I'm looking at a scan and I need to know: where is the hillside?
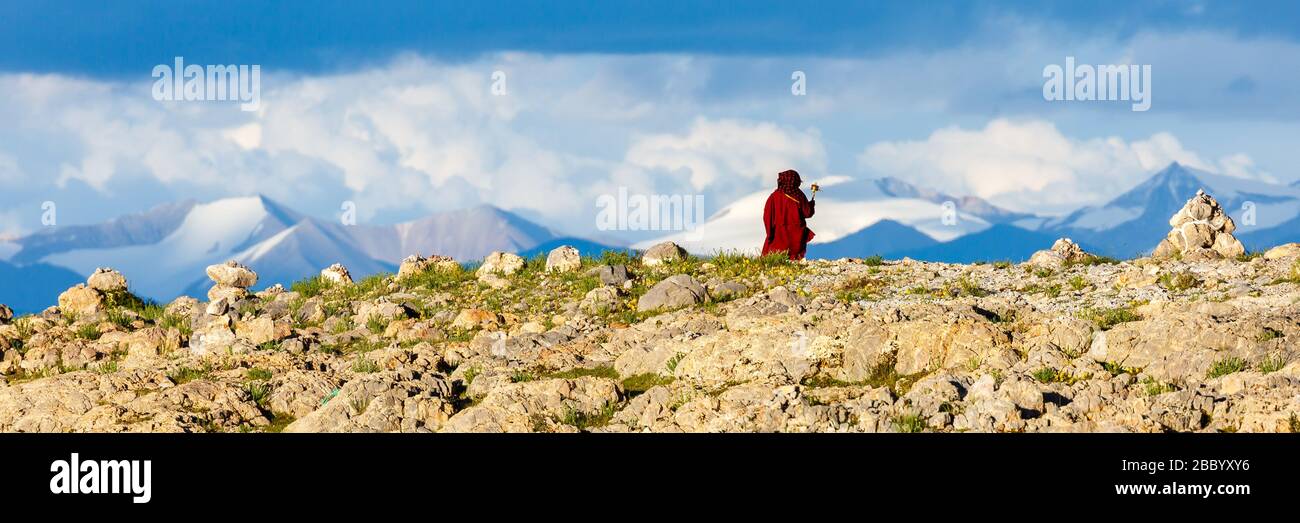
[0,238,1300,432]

:::

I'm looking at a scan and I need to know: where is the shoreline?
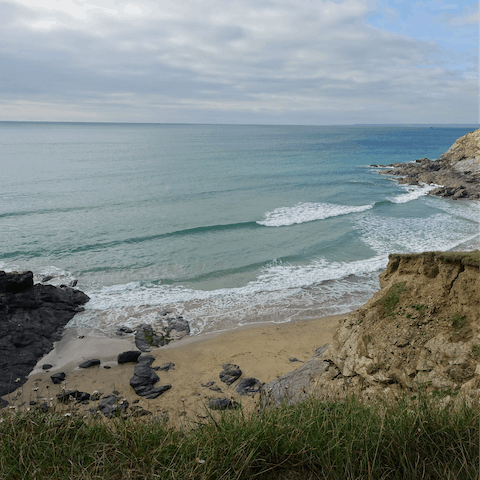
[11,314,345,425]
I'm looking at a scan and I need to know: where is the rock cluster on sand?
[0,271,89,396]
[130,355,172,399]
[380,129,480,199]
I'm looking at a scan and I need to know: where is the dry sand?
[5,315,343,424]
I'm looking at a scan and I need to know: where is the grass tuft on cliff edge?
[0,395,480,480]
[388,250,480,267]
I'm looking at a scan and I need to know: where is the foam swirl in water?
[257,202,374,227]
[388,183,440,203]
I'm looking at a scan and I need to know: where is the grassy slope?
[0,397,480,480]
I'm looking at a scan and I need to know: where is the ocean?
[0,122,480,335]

:::

[The request]:
Rescale the data from the line with "the dry sand?" up to and including the line with "[0,122,480,335]". Reproduce every line in that span, requests included, and multiply each bounding-box coordinate in the answers by 0.9, rounding to whole numbers with halves rounded up. Give only those lines.

[Output of the exercise]:
I'm looking at a scan and I need to know: where is the dry sand?
[5,284,309,382]
I'm looking at a scan and I need to know: where is the grass tuft on cliff edge?
[0,356,432,432]
[349,225,432,240]
I'm looking at a scan and I need to know: where is the foam swirl in water?
[231,182,337,204]
[349,165,396,183]
I'm looking at a scan and I need to know: where is the grassy slope?
[0,357,432,432]
I'm looking at a scan and I need to know: where is the ocean?
[0,110,432,302]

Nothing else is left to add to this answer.